### RECORDS FOR THIS EXERCISE
[Start of Attachment]

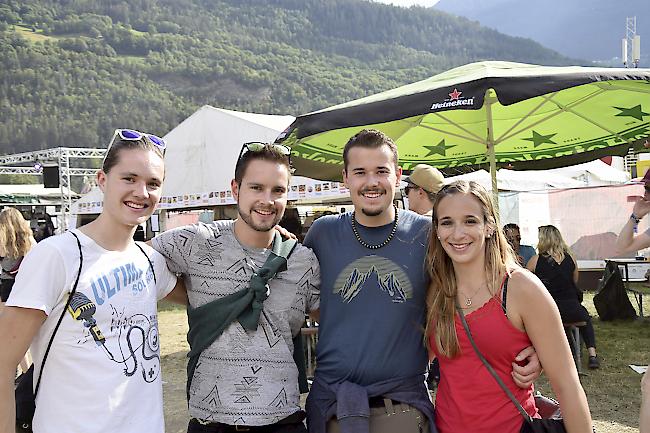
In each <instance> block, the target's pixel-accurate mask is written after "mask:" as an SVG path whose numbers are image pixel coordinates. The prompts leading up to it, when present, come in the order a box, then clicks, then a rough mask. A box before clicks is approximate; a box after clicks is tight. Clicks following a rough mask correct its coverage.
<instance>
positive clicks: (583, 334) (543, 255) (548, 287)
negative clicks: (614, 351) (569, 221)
mask: <svg viewBox="0 0 650 433" xmlns="http://www.w3.org/2000/svg"><path fill="white" fill-rule="evenodd" d="M537 249H538V251H539V254H537V255H535V256H533V258H531V259H530V260H529V261H528V265H527V267H528V270H530V271H531V272H534V273H535V275H537V276H538V277H539V279H540V280H542V283H544V286H546V289H547V290H548V291H549V293H550V294H551V296H552V297H553V299H554V300H555V303H556V304H557V307H558V309H559V310H560V316H561V317H562V321H563V322H569V323H570V322H585V323H586V325H585V326H580V327H579V330H580V335H581V336H582V339H583V340H584V342H585V346H587V350H588V351H589V368H592V369H594V368H599V367H600V360H599V358H598V356H597V355H596V336H595V334H594V325H593V324H592V322H591V316H590V315H589V312H587V309H586V308H585V307H584V306H583V305H582V304H581V302H582V291H581V290H580V289H578V286H577V284H578V267H577V266H576V260H575V258H574V257H573V252H572V251H571V249H570V248H569V247H568V246H567V244H566V242H564V239H563V238H562V234H561V233H560V231H559V230H558V229H557V227H555V226H552V225H548V226H541V227H539V243H538V244H537ZM577 349H578V348H576V350H577Z"/></svg>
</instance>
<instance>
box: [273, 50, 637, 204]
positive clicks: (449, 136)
mask: <svg viewBox="0 0 650 433" xmlns="http://www.w3.org/2000/svg"><path fill="white" fill-rule="evenodd" d="M364 128H375V129H379V130H380V131H383V132H384V133H386V134H387V135H389V136H390V137H391V138H392V139H393V140H394V141H395V143H396V144H397V146H398V148H399V155H400V160H399V164H400V165H401V166H402V168H404V169H405V170H409V169H410V168H411V167H413V166H414V165H416V164H420V163H426V164H430V165H432V166H434V167H438V168H440V169H443V170H444V171H446V172H447V173H450V172H451V173H453V172H465V171H470V170H475V169H478V168H484V167H487V166H489V167H490V171H491V172H492V174H493V190H494V191H496V190H497V188H496V177H494V174H495V173H496V167H497V166H503V167H508V168H511V169H515V170H527V169H537V170H540V169H547V168H554V167H561V166H566V165H572V164H577V163H580V162H585V161H589V160H593V159H596V158H599V157H602V156H608V155H625V154H626V153H627V152H628V149H629V148H630V147H634V148H636V149H637V150H638V149H640V148H642V147H643V142H644V139H645V138H647V137H650V70H649V69H614V68H588V67H548V66H537V65H527V64H522V63H511V62H495V61H490V62H479V63H472V64H469V65H465V66H461V67H458V68H455V69H452V70H449V71H447V72H443V73H441V74H438V75H435V76H433V77H431V78H428V79H426V80H423V81H419V82H417V83H413V84H408V85H406V86H402V87H399V88H396V89H392V90H388V91H386V92H382V93H379V94H376V95H372V96H368V97H365V98H362V99H357V100H355V101H351V102H348V103H345V104H341V105H336V106H334V107H330V108H326V109H323V110H320V111H316V112H313V113H309V114H305V115H302V116H299V117H298V118H296V120H295V121H294V122H293V123H292V124H291V126H290V127H289V128H288V129H287V130H286V131H285V132H284V133H283V134H282V135H281V136H280V137H279V140H281V141H283V142H284V143H285V144H287V145H289V146H291V149H292V158H293V162H294V165H295V167H296V172H297V174H300V175H303V176H309V177H312V178H316V179H323V180H328V179H329V180H340V178H341V169H342V167H343V158H342V151H343V146H344V145H345V143H346V142H347V140H348V139H349V138H350V137H351V136H352V135H354V134H355V133H356V132H358V131H359V130H361V129H364Z"/></svg>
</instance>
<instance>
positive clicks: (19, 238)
mask: <svg viewBox="0 0 650 433" xmlns="http://www.w3.org/2000/svg"><path fill="white" fill-rule="evenodd" d="M35 243H36V240H35V239H34V233H33V232H32V229H31V228H30V226H29V222H28V221H26V220H25V218H23V215H22V214H21V213H20V212H19V211H18V209H16V208H13V207H8V208H4V209H3V210H2V212H0V252H2V254H3V255H6V256H7V257H10V258H12V259H17V258H19V257H23V256H24V255H25V254H27V252H28V251H29V250H30V249H31V248H32V245H34V244H35Z"/></svg>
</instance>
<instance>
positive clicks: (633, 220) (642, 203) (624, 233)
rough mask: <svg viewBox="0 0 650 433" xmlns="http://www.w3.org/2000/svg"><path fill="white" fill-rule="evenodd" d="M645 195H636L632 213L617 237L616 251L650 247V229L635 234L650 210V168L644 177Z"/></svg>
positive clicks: (630, 250)
mask: <svg viewBox="0 0 650 433" xmlns="http://www.w3.org/2000/svg"><path fill="white" fill-rule="evenodd" d="M641 183H642V184H643V195H639V196H634V197H633V198H634V207H633V208H632V213H631V214H630V216H629V217H628V219H627V220H626V221H625V225H624V226H623V228H622V229H621V232H620V233H619V235H618V238H617V239H616V252H617V253H618V254H619V255H623V254H626V253H630V252H636V251H639V250H643V249H645V248H648V247H650V229H648V230H646V231H644V232H643V233H640V234H638V235H635V234H634V233H635V232H636V228H637V226H638V225H639V223H640V222H641V220H642V219H643V218H644V217H645V216H646V215H647V214H648V212H650V169H649V170H648V171H647V172H646V174H645V176H643V179H641Z"/></svg>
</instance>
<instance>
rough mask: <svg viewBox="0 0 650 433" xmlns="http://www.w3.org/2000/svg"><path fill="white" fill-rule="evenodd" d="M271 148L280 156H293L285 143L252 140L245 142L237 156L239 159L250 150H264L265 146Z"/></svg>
mask: <svg viewBox="0 0 650 433" xmlns="http://www.w3.org/2000/svg"><path fill="white" fill-rule="evenodd" d="M267 147H268V148H269V149H270V150H271V151H272V152H274V153H277V154H278V155H280V156H286V157H287V158H291V149H289V147H288V146H285V145H284V144H277V143H262V142H260V141H251V142H250V143H244V145H243V146H242V148H241V151H240V152H239V156H238V157H237V161H239V160H240V159H242V157H243V156H244V155H245V154H246V153H248V152H253V153H255V152H262V151H263V150H264V149H265V148H267Z"/></svg>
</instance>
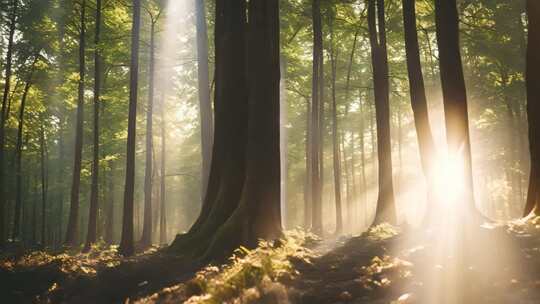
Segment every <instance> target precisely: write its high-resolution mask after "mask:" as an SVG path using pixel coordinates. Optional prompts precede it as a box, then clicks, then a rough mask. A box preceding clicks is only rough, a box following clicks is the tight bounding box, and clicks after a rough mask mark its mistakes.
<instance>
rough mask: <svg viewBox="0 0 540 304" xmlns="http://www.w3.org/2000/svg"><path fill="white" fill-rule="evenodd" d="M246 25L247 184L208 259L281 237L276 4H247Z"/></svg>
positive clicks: (279, 129)
mask: <svg viewBox="0 0 540 304" xmlns="http://www.w3.org/2000/svg"><path fill="white" fill-rule="evenodd" d="M248 24H249V25H248V28H249V36H248V37H249V39H248V62H249V64H248V67H249V69H248V75H249V77H248V79H249V131H248V146H247V158H246V178H245V183H244V187H243V191H242V196H241V199H240V202H239V205H238V208H237V209H236V210H235V211H234V213H233V214H232V215H231V217H230V218H229V219H228V220H227V222H226V223H225V224H224V225H223V226H222V227H220V229H219V230H218V231H217V233H216V236H215V237H214V238H213V240H212V242H211V245H210V247H209V248H208V250H207V251H206V253H205V257H207V258H216V257H217V258H220V257H223V253H224V252H226V253H230V252H232V250H234V249H235V248H237V247H238V246H239V245H248V246H256V245H257V242H258V240H259V239H267V240H268V239H275V238H278V237H280V236H281V213H280V184H281V181H280V175H281V174H280V153H279V152H280V136H279V130H280V123H279V117H280V115H279V114H280V111H279V79H280V66H279V9H278V0H251V1H250V2H249V22H248Z"/></svg>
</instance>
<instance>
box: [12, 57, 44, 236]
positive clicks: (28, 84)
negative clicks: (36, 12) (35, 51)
mask: <svg viewBox="0 0 540 304" xmlns="http://www.w3.org/2000/svg"><path fill="white" fill-rule="evenodd" d="M38 59H39V51H38V52H37V53H36V55H35V57H34V61H33V62H32V65H31V67H30V71H29V73H28V76H27V77H28V78H27V79H26V84H25V85H24V89H23V95H22V97H21V105H20V108H19V124H18V127H17V144H16V146H15V191H16V193H15V215H14V219H13V239H15V238H18V237H19V236H20V219H21V211H22V174H23V173H22V146H23V127H24V114H25V110H26V100H27V98H28V92H29V91H30V87H31V86H32V76H33V73H34V69H35V65H36V63H37V61H38Z"/></svg>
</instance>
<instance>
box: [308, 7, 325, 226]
mask: <svg viewBox="0 0 540 304" xmlns="http://www.w3.org/2000/svg"><path fill="white" fill-rule="evenodd" d="M311 5H312V8H311V9H312V20H313V74H312V77H313V80H312V87H311V91H312V93H311V98H312V104H311V130H310V131H311V187H312V190H311V211H312V219H311V228H312V230H313V232H314V233H317V234H322V232H323V227H322V182H323V180H322V163H321V162H322V148H321V146H322V145H323V143H322V136H321V134H322V133H323V126H322V124H321V121H322V119H321V116H322V113H321V109H322V108H324V106H323V105H322V104H323V101H322V98H323V96H322V95H323V92H322V87H323V85H322V83H323V82H324V80H323V77H322V76H323V71H324V70H323V40H322V20H321V1H320V0H313V1H312V3H311Z"/></svg>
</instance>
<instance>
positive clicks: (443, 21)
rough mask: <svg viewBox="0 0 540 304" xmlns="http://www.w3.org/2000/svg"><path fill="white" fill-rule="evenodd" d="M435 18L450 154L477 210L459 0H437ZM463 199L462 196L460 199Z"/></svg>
mask: <svg viewBox="0 0 540 304" xmlns="http://www.w3.org/2000/svg"><path fill="white" fill-rule="evenodd" d="M435 22H436V28H437V43H438V46H439V48H438V49H439V65H440V74H441V85H442V93H443V106H444V117H445V126H446V139H447V143H448V156H449V159H450V160H454V161H456V162H458V163H462V165H461V164H459V166H460V167H462V170H460V171H462V172H459V173H460V174H461V175H462V177H463V186H464V191H463V192H464V193H463V196H464V197H463V199H462V201H464V202H465V203H466V205H465V207H466V208H467V209H470V210H471V214H473V213H476V212H477V211H476V209H475V205H474V195H473V193H474V192H473V177H472V160H471V143H470V136H469V114H468V109H467V92H466V88H465V80H464V76H463V66H462V62H461V54H460V49H459V25H458V12H457V7H456V1H455V0H436V1H435ZM460 201H461V200H460Z"/></svg>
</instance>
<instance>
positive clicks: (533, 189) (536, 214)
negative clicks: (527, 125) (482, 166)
mask: <svg viewBox="0 0 540 304" xmlns="http://www.w3.org/2000/svg"><path fill="white" fill-rule="evenodd" d="M527 14H528V18H529V25H528V36H529V42H528V45H527V71H526V84H527V117H528V119H529V149H530V153H531V172H530V179H529V191H528V193H527V205H526V208H525V215H528V214H529V213H531V211H532V212H534V214H535V215H536V216H538V215H540V128H539V127H540V58H539V57H538V53H539V52H540V3H538V1H535V0H527Z"/></svg>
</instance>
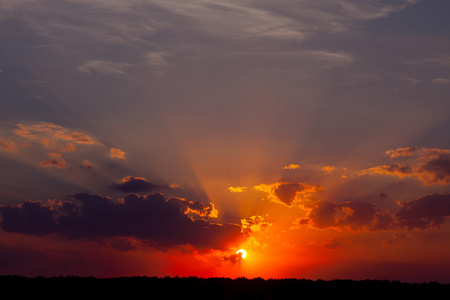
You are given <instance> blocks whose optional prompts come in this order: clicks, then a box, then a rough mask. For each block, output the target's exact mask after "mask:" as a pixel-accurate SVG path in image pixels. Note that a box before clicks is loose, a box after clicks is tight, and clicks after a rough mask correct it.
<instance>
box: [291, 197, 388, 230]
mask: <svg viewBox="0 0 450 300" xmlns="http://www.w3.org/2000/svg"><path fill="white" fill-rule="evenodd" d="M299 224H300V225H305V224H309V225H311V226H313V227H316V228H328V227H345V228H348V229H350V230H359V229H366V230H369V231H378V230H391V229H393V228H394V222H393V218H392V216H391V215H389V214H382V213H380V212H379V211H378V209H377V207H376V206H375V205H374V204H371V203H367V202H359V201H356V202H346V203H336V202H332V201H328V200H321V201H318V202H317V203H316V204H314V205H313V206H312V209H311V211H310V213H309V215H308V218H306V219H302V220H300V222H299Z"/></svg>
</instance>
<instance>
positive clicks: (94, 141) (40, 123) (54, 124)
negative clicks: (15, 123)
mask: <svg viewBox="0 0 450 300" xmlns="http://www.w3.org/2000/svg"><path fill="white" fill-rule="evenodd" d="M14 133H15V134H17V135H18V136H21V137H23V138H27V139H31V140H38V141H40V142H41V143H42V144H43V145H45V146H53V145H54V143H56V141H67V142H73V143H76V144H97V143H98V142H96V141H95V140H94V139H93V138H91V137H89V136H88V135H86V134H83V133H80V132H77V131H71V130H70V129H68V128H65V127H63V126H60V125H56V124H53V123H47V122H43V123H40V124H32V125H25V124H17V125H16V129H15V130H14Z"/></svg>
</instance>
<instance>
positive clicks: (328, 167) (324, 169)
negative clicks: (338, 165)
mask: <svg viewBox="0 0 450 300" xmlns="http://www.w3.org/2000/svg"><path fill="white" fill-rule="evenodd" d="M335 169H336V167H335V166H325V167H322V171H323V172H325V173H328V174H330V173H332V172H333V171H334V170H335Z"/></svg>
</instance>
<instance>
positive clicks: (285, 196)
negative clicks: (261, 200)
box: [254, 182, 321, 206]
mask: <svg viewBox="0 0 450 300" xmlns="http://www.w3.org/2000/svg"><path fill="white" fill-rule="evenodd" d="M254 189H255V190H257V191H261V192H264V193H265V194H266V195H267V198H268V199H269V200H271V201H273V202H276V203H280V204H285V205H287V206H292V205H293V204H294V202H296V201H300V200H304V199H307V198H308V197H309V196H310V193H314V192H319V191H321V187H320V186H312V185H308V184H306V183H302V182H276V183H272V184H260V185H257V186H255V187H254Z"/></svg>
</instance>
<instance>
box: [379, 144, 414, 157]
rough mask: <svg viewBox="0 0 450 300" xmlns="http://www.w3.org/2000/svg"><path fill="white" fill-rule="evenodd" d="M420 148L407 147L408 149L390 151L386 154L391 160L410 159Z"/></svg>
mask: <svg viewBox="0 0 450 300" xmlns="http://www.w3.org/2000/svg"><path fill="white" fill-rule="evenodd" d="M418 149H419V148H418V147H416V146H412V147H406V148H398V149H396V150H388V151H386V154H387V155H389V156H390V157H391V158H397V157H410V156H413V155H414V154H415V153H416V151H417V150H418Z"/></svg>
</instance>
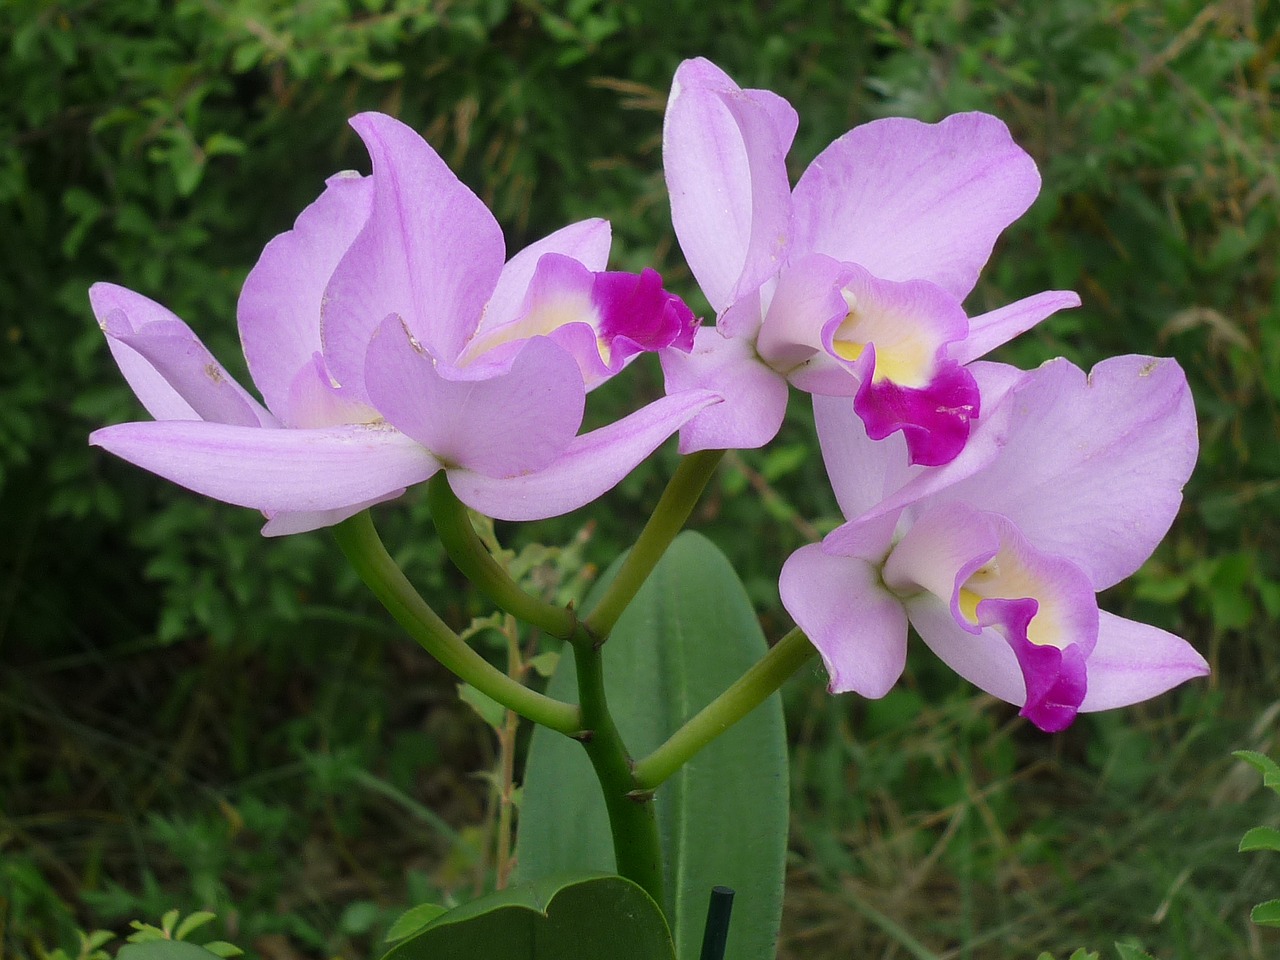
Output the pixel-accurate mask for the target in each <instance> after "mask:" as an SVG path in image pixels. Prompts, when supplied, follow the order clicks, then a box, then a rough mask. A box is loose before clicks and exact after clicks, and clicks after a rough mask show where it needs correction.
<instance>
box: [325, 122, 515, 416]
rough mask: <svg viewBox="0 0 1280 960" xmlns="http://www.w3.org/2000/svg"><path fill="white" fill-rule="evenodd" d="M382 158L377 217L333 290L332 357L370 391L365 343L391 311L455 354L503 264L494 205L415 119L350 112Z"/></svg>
mask: <svg viewBox="0 0 1280 960" xmlns="http://www.w3.org/2000/svg"><path fill="white" fill-rule="evenodd" d="M351 125H352V127H355V128H356V132H357V133H358V134H360V137H361V140H364V141H365V146H366V147H367V148H369V155H370V156H371V157H372V163H374V175H372V180H374V198H372V209H371V211H370V216H369V221H367V223H366V224H365V227H364V229H361V232H360V234H358V236H357V237H356V239H355V241H353V242H352V244H351V248H349V250H348V251H347V253H346V255H344V256H343V259H342V261H340V262H339V264H338V266H337V269H335V270H334V274H333V278H332V279H330V282H329V287H328V288H326V289H325V307H324V312H323V338H324V351H325V358H326V360H328V361H329V366H330V369H332V370H333V374H334V376H335V378H337V379H338V381H339V383H342V385H343V387H351V388H353V389H357V392H362V385H364V375H365V352H366V347H367V346H369V339H370V337H371V335H372V333H374V330H375V329H376V328H378V325H379V324H381V321H383V320H384V319H385V317H387V316H389V315H393V314H394V315H397V316H399V317H402V319H403V321H404V324H406V326H407V328H408V330H410V332H411V333H412V335H413V338H415V339H416V340H417V342H419V343H421V344H422V346H424V347H425V348H426V349H428V351H430V353H431V356H434V357H438V358H439V360H443V361H445V362H451V364H452V362H453V361H454V360H456V358H457V356H458V353H460V352H461V351H462V347H463V344H465V343H466V342H467V338H470V337H471V335H472V334H474V333H475V329H476V325H477V324H479V323H480V317H481V314H483V311H484V306H485V302H486V301H488V300H489V296H490V294H492V293H493V291H494V287H495V284H497V282H498V276H499V274H500V273H502V266H503V260H504V255H503V239H502V230H500V228H499V227H498V221H497V220H494V219H493V214H490V212H489V210H488V207H485V205H484V204H483V202H481V201H480V198H479V197H477V196H476V195H475V193H472V192H471V191H470V189H468V188H467V187H466V186H463V184H462V182H461V180H458V178H457V177H456V175H454V174H453V172H452V170H449V168H448V166H447V165H445V164H444V161H443V160H442V159H440V157H439V156H438V155H436V154H435V151H434V150H431V147H430V146H429V145H428V142H426V141H425V140H422V138H421V137H420V136H419V134H417V133H415V132H413V131H412V129H411V128H408V127H406V125H404V124H403V123H401V122H399V120H394V119H392V118H390V116H384V115H381V114H358V115H357V116H355V118H353V119H352V120H351Z"/></svg>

[End of Attachment]

### WORK TASK
If a line in the entries contains "then", copy it.

### SOLUTION FOR THIS PROBLEM
In each <instance> block, the target's pixel-accurate mask is written after "mask:" as an SVG path whose numbers are image pixel coordinates. The prompts leading up to it, when present, come in the order a box, then clicks, then a rough mask. A box before clicks is approximate; a box after clicks is tight. Clicks following a rough mask correct its coverage.
Segment every <instance> target precisely: write its high-resolution mask after "mask:" as an SVG path using pixel coordinates. Optional prompts precede it as a box, then clicks, then a rough mask. A box preceding clicks is only rough, a box following clicks is the tight bounding box, and clicks after a rough mask mark its mistakes.
You are given <instance> blocks whose optional prompts come in this order: clicks, then a box, then a rough mask. For each block, output the target's exact mask after "mask:" as a pixel-accurate SVG path in image pixels. Note that a box before clicks is loose, a box after clicks is tight, and clicks after a rough mask correct it.
Output the pixel-accurate mask for the target in each <instance> after "mask:" as an SVG path in image pixels. Prompts, when supplied, follow the order clicks, then a box, then a rough mask. A box is loose before clicks and exact after clicks, and clicks after a rough mask show where it needs correction.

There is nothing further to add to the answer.